==== Tekstgedeelte ====

In een aantal gevallen zal de belastingplichtige hiervoor zekerheid moeten
stellen. Om te voorkomen dat die zekerheidstelling een beperking zou
vormen voor de overdracht van pensioenkapitaal naar het buitenland
wordt de mogelijkheid geboden om het pensioenkapitaal te verpanden
aan de belastingdienst. Die verpanding zal vervolgens in een overeenkomst
tussen de belastingdienst, de buitenlandse pensioenuitvoerder en
de betrokken deelnemer worden gerealiseerd.
Het betreft hier geen recht, maar een plicht van de aanspraak- of pensioengerechtigde
om te vervreemden.
Onderdeel b
Op grond van de PSW bestond al de mogelijkheid voor de partners om in
het kader van een scheiding een afwijkende afspraak te maken over het
bijzondere partnerpensioen. Daartoe moeten de partners op grond van
artikel 8a, derde lid, PSW hun afspraak hierover in hun huwelijkse voorwaarden
of het scheidingsconvenant vastleggen en kan een afwijkende
afspraak alleen gemaakt worden wanneer de pensioenuitvoerder bereid is
het daaruit voortvloeiende gewijzigde risico te dekken. Gebleken is in de
praktijk dat soms ná het overlijden van de deelnemer blijkt dat zijn
gewezen partners onderling een andere afspraak willen maken over de
verdeling van het partnerpensioen. Het nu voorgestelde artikel 57,
zevende lid, biedt daarvoor de mogelijkheid.
Onderdelen c-d-e
Deze onderdelen zijn later toegevoegd met de volgende toelichting:
Op grond van de PSW bestond zowel de mogelijkheid om de gewezen
partner als begunstigde aan te wijzen voor het gehele ouderdomspensioen
dat op het leven van de deelnemer bleef lopen of een deel daarvan
als de mogelijkheid om een deel of het geheel van het ouderdomspensioen
aan te wenden voor een ouderdomspensioen op het leven en ten
gunste van de vereveningsplichtige. (Zie artikel 3, tweede lid, van de
Regelen verzekeringsovereenkomsten PSW en artikel 3 van de Afkoopregeling).

==== Vermelde gegevens ====

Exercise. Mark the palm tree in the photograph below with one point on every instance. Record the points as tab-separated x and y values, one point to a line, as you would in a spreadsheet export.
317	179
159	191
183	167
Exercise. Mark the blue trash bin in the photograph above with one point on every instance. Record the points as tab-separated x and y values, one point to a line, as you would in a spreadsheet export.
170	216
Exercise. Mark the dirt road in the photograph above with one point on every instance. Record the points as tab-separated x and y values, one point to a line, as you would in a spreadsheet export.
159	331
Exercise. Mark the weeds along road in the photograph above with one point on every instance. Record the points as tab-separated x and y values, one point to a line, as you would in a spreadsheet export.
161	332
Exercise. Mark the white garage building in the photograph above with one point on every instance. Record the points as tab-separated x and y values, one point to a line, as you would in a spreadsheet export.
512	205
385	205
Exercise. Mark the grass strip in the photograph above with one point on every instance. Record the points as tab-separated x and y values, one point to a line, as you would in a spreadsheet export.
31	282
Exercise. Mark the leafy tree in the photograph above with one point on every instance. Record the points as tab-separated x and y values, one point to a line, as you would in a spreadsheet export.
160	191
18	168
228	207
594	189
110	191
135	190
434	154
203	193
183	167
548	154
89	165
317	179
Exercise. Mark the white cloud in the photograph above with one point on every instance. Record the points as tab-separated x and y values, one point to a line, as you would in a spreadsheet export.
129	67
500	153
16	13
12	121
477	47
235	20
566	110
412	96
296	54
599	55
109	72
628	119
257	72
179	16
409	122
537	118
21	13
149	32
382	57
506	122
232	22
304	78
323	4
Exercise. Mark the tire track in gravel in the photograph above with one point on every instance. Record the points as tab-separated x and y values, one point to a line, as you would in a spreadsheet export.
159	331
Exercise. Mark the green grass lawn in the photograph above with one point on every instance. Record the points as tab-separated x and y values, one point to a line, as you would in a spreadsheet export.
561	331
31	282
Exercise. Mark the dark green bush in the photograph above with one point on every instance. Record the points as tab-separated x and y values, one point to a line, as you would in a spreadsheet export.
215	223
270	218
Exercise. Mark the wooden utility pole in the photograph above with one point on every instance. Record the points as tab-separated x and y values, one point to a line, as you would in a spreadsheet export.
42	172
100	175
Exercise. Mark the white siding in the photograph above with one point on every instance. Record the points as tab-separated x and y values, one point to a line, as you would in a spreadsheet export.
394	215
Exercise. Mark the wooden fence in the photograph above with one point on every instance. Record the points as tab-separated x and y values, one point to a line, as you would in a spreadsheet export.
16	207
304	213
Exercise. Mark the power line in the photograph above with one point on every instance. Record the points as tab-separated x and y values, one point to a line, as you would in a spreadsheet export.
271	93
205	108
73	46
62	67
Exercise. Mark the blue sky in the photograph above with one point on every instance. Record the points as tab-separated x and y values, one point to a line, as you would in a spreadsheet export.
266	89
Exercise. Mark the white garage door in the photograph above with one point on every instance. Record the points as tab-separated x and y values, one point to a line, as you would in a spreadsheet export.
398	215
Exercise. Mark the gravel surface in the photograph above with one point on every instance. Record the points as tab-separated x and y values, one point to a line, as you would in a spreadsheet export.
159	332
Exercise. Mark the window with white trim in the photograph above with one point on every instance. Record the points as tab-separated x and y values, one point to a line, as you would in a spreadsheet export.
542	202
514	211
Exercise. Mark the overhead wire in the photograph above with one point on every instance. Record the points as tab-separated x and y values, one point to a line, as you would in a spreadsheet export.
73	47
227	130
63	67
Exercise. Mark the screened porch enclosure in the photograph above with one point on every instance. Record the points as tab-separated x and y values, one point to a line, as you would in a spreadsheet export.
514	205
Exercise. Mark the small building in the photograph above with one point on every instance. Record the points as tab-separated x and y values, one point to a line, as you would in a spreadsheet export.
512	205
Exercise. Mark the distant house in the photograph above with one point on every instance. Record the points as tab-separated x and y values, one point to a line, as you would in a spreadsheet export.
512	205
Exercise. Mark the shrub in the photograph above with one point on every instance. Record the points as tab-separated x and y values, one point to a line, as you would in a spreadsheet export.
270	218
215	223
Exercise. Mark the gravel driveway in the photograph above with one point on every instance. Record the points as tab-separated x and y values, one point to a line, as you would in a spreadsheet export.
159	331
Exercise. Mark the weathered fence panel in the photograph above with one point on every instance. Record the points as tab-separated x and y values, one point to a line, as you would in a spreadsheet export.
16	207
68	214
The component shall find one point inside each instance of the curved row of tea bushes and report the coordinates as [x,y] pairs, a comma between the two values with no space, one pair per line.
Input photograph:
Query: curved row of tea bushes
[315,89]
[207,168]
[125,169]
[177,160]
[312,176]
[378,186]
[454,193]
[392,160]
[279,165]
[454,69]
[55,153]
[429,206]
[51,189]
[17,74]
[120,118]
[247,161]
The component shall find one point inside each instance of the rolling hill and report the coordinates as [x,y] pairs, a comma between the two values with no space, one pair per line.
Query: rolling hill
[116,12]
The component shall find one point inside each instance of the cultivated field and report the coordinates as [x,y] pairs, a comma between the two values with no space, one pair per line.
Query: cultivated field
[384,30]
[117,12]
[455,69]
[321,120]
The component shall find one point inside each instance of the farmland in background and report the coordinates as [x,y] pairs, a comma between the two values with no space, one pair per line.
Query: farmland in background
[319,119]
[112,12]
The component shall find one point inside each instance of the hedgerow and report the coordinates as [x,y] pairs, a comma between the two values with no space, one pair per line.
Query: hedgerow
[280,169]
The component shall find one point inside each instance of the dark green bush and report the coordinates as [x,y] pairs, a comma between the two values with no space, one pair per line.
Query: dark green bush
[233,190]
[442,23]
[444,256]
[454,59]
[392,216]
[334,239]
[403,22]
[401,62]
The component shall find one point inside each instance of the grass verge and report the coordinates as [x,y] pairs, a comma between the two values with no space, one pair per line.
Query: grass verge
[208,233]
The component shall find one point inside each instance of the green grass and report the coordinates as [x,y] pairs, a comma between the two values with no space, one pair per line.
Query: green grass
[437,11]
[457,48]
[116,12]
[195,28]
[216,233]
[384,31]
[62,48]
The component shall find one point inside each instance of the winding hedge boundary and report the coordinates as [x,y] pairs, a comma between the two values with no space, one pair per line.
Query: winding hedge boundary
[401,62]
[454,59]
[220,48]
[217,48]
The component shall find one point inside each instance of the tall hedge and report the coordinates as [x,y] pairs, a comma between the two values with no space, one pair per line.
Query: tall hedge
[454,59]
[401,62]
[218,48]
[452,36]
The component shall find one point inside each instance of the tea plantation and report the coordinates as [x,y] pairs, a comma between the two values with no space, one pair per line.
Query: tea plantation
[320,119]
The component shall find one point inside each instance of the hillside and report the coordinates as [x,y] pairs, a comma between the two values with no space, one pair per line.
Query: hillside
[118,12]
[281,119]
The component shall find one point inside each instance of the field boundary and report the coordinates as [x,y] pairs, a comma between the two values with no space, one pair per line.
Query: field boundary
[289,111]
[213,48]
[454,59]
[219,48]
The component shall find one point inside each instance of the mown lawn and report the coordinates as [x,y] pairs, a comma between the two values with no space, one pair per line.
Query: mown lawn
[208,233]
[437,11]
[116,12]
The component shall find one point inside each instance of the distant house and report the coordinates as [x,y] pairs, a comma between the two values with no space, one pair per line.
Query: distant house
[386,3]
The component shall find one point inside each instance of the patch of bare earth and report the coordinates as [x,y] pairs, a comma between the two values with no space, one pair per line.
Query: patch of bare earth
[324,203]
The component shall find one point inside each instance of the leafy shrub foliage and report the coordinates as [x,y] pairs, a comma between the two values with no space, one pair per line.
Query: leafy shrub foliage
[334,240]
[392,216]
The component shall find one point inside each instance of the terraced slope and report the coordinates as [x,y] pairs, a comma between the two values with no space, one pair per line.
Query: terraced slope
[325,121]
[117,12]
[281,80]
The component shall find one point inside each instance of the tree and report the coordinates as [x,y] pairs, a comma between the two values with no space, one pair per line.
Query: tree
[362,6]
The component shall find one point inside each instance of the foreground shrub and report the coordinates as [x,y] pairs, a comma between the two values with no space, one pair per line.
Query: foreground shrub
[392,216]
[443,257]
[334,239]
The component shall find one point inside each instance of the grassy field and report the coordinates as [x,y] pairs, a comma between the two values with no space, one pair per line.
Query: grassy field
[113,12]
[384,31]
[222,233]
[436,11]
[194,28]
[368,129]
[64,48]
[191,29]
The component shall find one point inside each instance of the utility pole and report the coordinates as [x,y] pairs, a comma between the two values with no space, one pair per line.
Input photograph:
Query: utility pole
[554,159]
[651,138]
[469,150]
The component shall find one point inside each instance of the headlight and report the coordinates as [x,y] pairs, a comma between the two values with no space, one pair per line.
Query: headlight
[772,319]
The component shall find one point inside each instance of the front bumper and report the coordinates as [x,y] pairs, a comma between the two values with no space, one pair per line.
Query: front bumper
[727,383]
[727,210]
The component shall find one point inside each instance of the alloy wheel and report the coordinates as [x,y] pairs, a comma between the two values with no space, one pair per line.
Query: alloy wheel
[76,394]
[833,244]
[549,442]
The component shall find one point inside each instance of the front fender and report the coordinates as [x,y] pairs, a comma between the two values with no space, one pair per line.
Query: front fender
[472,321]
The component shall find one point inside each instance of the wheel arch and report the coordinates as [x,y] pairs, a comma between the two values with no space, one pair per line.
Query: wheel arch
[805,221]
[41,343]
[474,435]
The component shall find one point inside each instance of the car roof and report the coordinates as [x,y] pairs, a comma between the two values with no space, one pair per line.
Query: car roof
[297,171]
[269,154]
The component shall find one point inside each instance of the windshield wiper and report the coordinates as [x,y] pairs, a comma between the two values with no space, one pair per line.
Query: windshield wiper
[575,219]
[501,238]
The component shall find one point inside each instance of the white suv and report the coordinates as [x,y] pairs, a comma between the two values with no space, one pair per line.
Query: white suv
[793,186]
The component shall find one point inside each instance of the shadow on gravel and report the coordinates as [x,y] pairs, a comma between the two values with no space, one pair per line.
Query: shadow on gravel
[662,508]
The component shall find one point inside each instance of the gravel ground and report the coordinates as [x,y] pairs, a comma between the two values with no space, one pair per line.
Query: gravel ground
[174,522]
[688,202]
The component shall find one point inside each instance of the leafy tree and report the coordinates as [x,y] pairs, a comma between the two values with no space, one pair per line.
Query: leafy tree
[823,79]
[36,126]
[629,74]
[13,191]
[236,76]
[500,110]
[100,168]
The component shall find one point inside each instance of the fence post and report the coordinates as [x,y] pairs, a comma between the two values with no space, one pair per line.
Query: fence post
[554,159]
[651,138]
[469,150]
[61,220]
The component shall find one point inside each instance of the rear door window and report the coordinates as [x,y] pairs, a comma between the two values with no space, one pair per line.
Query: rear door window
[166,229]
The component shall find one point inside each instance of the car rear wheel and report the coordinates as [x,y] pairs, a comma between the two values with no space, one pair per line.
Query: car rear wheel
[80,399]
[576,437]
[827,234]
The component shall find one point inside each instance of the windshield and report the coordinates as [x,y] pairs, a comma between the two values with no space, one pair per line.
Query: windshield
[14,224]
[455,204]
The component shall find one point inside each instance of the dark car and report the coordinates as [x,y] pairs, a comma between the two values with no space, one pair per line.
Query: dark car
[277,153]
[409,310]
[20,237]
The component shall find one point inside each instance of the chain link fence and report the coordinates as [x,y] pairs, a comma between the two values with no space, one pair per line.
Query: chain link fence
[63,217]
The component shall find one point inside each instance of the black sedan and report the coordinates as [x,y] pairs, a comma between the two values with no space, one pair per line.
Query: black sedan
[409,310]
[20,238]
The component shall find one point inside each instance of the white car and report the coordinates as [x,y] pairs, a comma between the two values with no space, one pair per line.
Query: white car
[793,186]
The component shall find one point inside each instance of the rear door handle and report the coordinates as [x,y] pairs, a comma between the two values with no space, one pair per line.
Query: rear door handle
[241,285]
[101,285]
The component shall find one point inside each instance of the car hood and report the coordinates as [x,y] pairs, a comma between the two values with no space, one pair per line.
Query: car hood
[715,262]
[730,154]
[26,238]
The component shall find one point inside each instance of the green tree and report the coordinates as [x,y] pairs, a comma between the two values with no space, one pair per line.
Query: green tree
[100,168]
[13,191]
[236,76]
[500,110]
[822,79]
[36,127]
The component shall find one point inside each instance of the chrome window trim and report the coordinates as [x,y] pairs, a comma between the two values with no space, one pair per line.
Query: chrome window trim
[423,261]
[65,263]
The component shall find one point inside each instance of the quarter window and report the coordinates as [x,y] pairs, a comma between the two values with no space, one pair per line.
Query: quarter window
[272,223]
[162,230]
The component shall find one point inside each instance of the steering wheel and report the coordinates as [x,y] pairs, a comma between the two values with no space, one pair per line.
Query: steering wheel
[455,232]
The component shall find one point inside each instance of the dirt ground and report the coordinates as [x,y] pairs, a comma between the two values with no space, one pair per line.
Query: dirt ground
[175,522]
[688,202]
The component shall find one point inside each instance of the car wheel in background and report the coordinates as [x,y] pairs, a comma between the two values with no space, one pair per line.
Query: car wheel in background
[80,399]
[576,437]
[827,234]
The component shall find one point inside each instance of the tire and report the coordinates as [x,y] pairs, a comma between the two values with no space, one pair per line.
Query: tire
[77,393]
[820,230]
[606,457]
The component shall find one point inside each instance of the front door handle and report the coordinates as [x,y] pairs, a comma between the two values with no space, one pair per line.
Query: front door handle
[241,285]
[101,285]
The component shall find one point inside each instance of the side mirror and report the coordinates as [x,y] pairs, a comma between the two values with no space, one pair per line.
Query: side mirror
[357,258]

====

Controleer je begrip:
1. Herschrijf het stuk uit de tekst over pensioenen dat begint met de woorden "In een aantal" en eindigt met "om te vervreemden.", en zet daarin "fiscus" in plaats van "belastingdienst".
2. Naar welke artikelen verwijst de tekst over pensioenen? Noem ze allemaal.
De gegevens spelen hierbij geen enkele rol.

Antwoorden:
1.
In een aantal gevallen zal de belastingplichtige hiervoor zekerheid moeten
stellen. Om te voorkomen dat die zekerheidstelling een beperking zou
vormen voor de overdracht van pensioenkapitaal naar het buitenland
wordt de mogelijkheid geboden om het pensioenkapitaal te verpanden
aan de fiscus. Die verpanding zal vervolgens in een overeenkomst
tussen de fiscus, de buitenlandse pensioenuitvoerder en
de betrokken deelnemer worden gerealiseerd.
Het betreft hier geen recht, maar een plicht van de aanspraak- of pensioengerechtigde
om te vervreemden.

2.
- artikel 8a, derde lid, PSW
- artikel 57, zevende lid
- artikel 3, tweede lid, van de Regelen verzekeringsovereenkomsten PSW
- artikel 3 van de Afkoopregeling